▶ _Document excerpt_

——

While 79% of executives plan to boost investments in AI/ML, a mere 24% consider themselves truly data-driven (Wavestone). As Forrester aptly notes, while AI may be ready for the spotlight, it’s the quality of data and analytics that truly determine if it shines. Enhancing data quality isn’t just a peripheral task; it’s a strategic move that can boost AI/ML model accuracy by a significant 20% (Forrester). So what exactly does it mean for data to be AI-ready? According to Gartner, for data to meet the AI-ready criteria, it must be secure, enriched, fair, accurate, and governed.

To help your organization navigate the complexities of preparing your data for AI, OneSix has built some free tools and resources:

Check out our comprehensive Roadmap to AI-ready Data to get familiar with the core steps
Take our 5-minute AI Readiness Assessment to evaluate your organization’s data maturity; this will be the basis for determining how to accelerate your journey to AI readiness

Trend 2: Unified business visibility

In the pursuit of unified business visibility, data analytics teams encounter a significant hurdle in finding data within the organization, with a notable 24% citing this challenge as their foremost struggle in executing data strategies during 2023 (Forrester). To address this, Generative AI will increase the trend toward centralized data that creates a single source of truth for large language models (LLMs) and everything else (Snowflake). This shift aligns with the evolving need for a consolidated and authoritative data repository to streamline organizational data.
The explosion of unstructured and semi-structured data further underscores the necessity for organizations to embrace all-in-one unified data platforms. Forrester highlights that these platforms are essential for effective cost management, support for diverse multi-structured data analytics, and enabling broader use cases and workloads.
Embedded analytics is going to play a pivotal role in building a data-driven culture. By integrating analytics capabilities and data visualizations directly into user workflows, applications, or portals, embedded analytics streamlines access to insights and provides users with a highly interactive and user-friendly data engagement experience. OneSix can help you get there, leveraging BI platforms like Power BI, Sigma, Tableau, Sisense, and Pyramid Analytics. Get in touch with us to learn more.

Trend 3: Data as a product

The evolving market trend emphasizes a transformative shift in how data is perceived— treating data as a product. This involves ensuring datasets are discoverable, addressable, self-describing, interoperable, trustworthy, and secure. The consumers of these datasets can then be other departments and organizations through data sharing technologies. This shift presents an opportunity for organizations to enrich their internal repositories by augmenting them with externally published datasets.

——

▶ _Data supplied_

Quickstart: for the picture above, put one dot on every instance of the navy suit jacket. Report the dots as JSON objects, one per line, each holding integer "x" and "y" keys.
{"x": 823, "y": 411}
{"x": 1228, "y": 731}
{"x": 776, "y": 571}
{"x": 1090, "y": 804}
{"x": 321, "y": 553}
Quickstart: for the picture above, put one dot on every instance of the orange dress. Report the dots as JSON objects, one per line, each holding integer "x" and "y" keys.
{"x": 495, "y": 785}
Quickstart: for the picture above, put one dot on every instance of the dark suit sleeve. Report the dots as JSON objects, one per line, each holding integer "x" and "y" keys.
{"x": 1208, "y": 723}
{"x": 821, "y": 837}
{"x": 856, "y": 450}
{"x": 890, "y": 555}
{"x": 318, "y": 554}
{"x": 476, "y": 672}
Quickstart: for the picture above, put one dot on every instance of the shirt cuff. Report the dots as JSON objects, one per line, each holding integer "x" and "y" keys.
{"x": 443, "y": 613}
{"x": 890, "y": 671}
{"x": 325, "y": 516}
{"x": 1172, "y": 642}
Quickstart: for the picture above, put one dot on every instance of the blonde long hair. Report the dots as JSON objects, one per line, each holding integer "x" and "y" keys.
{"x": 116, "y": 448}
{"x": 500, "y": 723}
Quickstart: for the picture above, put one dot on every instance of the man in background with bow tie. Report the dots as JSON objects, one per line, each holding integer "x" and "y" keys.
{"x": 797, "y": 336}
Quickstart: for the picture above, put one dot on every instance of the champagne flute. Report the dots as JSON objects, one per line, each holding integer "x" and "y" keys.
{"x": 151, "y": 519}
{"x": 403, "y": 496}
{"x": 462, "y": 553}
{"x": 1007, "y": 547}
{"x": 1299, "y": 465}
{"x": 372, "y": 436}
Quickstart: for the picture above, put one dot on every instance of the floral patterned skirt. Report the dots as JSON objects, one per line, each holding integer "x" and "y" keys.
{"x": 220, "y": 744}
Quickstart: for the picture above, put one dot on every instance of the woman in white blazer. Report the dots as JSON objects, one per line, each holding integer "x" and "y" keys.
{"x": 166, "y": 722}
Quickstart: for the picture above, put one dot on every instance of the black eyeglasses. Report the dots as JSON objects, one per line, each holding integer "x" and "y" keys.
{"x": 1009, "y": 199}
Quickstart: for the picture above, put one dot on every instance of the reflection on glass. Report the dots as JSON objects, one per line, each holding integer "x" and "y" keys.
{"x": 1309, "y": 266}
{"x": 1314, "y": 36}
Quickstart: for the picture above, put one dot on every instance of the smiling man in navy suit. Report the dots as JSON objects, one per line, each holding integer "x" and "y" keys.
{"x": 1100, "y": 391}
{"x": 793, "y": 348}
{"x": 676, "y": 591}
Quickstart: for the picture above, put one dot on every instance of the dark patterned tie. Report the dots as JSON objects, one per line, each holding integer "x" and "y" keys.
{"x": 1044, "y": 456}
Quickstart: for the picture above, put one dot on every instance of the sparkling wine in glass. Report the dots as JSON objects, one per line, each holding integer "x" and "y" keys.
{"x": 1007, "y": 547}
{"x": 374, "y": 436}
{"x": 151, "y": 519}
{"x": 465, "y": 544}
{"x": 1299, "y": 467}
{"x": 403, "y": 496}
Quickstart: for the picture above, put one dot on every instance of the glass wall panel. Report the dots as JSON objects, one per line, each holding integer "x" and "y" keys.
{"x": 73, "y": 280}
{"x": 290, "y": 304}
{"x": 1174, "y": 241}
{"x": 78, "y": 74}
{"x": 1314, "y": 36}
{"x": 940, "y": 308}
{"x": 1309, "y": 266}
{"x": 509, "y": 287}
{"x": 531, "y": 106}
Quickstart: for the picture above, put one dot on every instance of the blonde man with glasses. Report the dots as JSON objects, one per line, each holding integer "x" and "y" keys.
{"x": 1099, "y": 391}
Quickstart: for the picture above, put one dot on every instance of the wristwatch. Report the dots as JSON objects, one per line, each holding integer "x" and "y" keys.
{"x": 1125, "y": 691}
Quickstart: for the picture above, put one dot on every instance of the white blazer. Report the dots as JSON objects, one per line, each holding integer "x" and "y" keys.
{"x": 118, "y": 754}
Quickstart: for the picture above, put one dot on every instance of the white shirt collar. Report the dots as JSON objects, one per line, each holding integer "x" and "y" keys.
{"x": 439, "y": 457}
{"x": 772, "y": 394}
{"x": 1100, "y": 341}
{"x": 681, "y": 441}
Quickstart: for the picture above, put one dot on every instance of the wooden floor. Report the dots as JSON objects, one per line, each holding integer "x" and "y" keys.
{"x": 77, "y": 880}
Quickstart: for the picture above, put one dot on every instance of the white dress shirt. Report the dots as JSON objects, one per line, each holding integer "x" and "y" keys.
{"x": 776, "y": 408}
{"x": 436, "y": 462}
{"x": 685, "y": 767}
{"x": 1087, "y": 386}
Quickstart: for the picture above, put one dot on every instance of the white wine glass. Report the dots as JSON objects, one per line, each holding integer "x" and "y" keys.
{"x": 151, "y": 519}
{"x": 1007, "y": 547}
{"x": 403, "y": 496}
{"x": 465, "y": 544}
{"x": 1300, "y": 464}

——

▶ _Required actions_
**1)** Answer these questions about the data trends excerpt above:
(a) What percentage of executives plan to boost investments in AI/ML?
(b) What percentage of data analytics teams cited finding data within the organization as their foremost struggle in executing data strategies during 2023?
(c) Which five criteria does Gartner say data must meet to be AI-ready?
**2)** Repeat the part of the data trends excerpt above between "Trend 3: Data" and "externally published datasets.", inclusive.

▶ _Per-task outputs_
**1)**
(a) 79%
(b) 24%
(c) Secure, enriched, fair, accurate, and governed

**2)**
Trend 3: Data as a product

The evolving market trend emphasizes a transformative shift in how data is perceived— treating data as a product. This involves ensuring datasets are discoverable, addressable, self-describing, interoperable, trustworthy, and secure. The consumers of these datasets can then be other departments and organizations through data sharing technologies. This shift presents an opportunity for organizations to enrich their internal repositories by augmenting them with externally published datasets.